**STATED TASK 1:**
Copy out the stretch of the records from their first line through the line containing "For each instance, a", including both of those lines.

**EXTRACT TO READ:**

Like many of you, it was heartbreaking to watch videos on social media last week showing thousands of Jump bikes being scrapped as fallout from the Uber/Jump deal with Lime.
Last month, Lime announced it raised $170 million from investors. The investment round was led by Uber and, as part of the deal, Lime acquired Jump’s (Uber’s bike and scooter subsidiary) operations. However, based on news reports, it appears that Lime only took Jump’s newer bikes as part of the deal – and the unwanted, older bikes were discarded.
But they’re still bikes! One of the most enjoyable and timeless modes of personal transportation. Isn’t there a better use for them? Wouldn’t even donating them to charity be better?
I’m not sure which company ultimately made the decision to get rid of the older bikes. But the simpler, faster, and/or cheaper business solution was to scrap them.
It left me asking myself – does the mobility industry have a soul?

**SUPPLIED INFORMATION:**

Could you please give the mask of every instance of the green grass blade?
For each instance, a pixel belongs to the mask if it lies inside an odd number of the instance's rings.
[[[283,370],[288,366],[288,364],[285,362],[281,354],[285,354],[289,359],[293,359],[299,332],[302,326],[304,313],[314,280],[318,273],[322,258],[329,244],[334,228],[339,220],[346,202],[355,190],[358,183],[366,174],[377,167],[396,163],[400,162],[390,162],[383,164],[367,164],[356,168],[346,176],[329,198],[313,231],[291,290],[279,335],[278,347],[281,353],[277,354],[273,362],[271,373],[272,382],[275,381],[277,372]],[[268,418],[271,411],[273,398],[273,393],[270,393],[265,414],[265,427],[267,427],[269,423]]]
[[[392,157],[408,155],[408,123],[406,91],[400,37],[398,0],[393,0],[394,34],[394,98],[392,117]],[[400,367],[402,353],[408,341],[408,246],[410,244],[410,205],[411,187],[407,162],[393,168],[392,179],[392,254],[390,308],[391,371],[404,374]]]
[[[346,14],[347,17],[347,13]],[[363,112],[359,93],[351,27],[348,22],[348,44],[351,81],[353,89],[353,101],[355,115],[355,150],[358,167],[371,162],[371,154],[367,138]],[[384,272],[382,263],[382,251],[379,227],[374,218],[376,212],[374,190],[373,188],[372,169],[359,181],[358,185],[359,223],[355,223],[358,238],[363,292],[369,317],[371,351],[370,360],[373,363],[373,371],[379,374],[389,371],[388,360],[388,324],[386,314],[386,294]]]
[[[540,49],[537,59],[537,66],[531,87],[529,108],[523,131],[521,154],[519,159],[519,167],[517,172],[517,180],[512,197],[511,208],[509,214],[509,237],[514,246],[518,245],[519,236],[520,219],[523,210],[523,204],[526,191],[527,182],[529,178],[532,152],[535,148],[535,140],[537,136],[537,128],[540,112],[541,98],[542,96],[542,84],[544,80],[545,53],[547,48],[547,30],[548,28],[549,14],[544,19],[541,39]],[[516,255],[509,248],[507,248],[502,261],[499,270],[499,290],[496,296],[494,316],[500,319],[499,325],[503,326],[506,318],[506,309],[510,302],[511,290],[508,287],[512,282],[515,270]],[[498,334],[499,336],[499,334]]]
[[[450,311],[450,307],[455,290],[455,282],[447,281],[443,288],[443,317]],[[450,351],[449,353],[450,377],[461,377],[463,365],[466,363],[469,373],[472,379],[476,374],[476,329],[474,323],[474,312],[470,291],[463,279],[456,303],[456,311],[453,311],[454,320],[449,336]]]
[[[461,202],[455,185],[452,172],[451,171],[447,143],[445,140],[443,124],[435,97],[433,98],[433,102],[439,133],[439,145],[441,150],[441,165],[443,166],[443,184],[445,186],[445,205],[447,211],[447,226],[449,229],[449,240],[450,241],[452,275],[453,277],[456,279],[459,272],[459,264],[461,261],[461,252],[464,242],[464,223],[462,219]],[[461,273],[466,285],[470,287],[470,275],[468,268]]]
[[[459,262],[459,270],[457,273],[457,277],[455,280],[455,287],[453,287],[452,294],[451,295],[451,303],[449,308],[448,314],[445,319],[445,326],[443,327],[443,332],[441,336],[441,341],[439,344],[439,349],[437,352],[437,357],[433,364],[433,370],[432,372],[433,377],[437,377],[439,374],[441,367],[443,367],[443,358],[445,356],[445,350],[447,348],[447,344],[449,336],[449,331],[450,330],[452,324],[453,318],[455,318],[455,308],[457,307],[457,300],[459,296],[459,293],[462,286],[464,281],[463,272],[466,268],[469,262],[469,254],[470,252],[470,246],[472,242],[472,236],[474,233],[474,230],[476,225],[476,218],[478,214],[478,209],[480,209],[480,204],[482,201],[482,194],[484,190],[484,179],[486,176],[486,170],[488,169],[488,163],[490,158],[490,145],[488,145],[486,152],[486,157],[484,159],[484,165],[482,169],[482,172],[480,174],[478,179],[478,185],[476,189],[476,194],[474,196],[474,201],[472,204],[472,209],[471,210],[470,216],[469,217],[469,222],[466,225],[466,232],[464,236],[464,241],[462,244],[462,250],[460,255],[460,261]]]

**STATED TASK 2:**
Using the post about the scrapped Jump bikes, say whether each statement agrees with it: (a) Uber led the investment round in which Lime raised $170 million. (b) The writer knows which company decided to get rid of the older bikes. (c) News reports suggest Lime took only Jump's newer bikes. Answer yes or no for each and quote the words that decide it.

**COMPLETE ANSWER 1:**
Could you please give the mask of every instance of the green grass blade?
For each instance, a pixel belongs to the mask if it lies inside an odd number of the instance's rings.

**COMPLETE ANSWER 2:**
(a) Yes: "Last month, Lime announced it raised $170 million from investors. The investment round was led by Uber"
(b) No: "I’m not sure which company ultimately made the decision to get rid of the older bikes."
(c) Yes: "based on news reports, it appears that Lime only took Jump’s newer bikes as part of the deal"